### ASSIGNMENT
Extract all lines in the data that contain the word "blue".

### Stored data
——————————
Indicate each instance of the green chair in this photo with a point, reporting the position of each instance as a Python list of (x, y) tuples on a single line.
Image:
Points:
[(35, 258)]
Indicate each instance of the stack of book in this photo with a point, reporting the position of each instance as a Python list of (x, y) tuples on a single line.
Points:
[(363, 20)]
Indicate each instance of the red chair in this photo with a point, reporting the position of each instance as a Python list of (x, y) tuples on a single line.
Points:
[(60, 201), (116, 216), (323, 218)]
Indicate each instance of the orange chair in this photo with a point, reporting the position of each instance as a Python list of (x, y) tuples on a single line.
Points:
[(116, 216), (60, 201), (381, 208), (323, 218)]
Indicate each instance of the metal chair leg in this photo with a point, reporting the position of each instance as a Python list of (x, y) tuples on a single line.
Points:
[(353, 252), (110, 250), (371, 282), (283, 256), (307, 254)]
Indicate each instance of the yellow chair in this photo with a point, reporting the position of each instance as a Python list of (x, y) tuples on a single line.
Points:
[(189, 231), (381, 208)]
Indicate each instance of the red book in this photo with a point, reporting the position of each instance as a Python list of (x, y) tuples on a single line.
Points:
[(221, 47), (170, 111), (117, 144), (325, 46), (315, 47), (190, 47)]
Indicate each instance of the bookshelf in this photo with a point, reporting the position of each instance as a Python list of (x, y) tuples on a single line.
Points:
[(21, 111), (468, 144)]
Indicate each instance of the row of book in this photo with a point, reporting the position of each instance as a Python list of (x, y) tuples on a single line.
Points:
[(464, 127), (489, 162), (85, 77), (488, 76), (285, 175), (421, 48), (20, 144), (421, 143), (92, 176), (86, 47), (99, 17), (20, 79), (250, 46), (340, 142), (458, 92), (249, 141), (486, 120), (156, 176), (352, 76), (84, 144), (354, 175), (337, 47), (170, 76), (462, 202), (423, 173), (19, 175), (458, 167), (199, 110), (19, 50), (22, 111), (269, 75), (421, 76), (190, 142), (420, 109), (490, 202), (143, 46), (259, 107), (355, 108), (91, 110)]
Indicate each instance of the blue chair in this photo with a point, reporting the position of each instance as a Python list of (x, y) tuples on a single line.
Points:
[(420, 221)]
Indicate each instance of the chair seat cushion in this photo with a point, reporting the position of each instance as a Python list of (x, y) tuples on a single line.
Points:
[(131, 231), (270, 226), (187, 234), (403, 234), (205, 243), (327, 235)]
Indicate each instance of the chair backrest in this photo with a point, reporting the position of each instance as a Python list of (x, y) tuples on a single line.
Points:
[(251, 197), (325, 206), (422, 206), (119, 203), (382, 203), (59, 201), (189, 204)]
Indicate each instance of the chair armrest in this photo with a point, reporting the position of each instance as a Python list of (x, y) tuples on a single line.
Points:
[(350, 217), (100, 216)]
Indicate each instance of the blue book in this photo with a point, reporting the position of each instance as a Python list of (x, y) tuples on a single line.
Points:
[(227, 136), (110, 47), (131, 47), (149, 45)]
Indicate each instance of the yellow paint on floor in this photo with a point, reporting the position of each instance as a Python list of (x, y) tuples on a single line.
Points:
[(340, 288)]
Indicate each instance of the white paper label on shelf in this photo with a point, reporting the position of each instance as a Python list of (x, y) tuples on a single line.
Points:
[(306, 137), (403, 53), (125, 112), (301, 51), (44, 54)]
——————————
### RESPONSE FOR THIS EXERCISE
Indicate each instance of the blue chair in this photo with a point, reporting the position of each instance as a Python list of (x, y) tuples on a single line.
Indicate each instance of the blue book in this photo with a point, reporting the position of each instance as a Python list of (x, y) tuples on a single line.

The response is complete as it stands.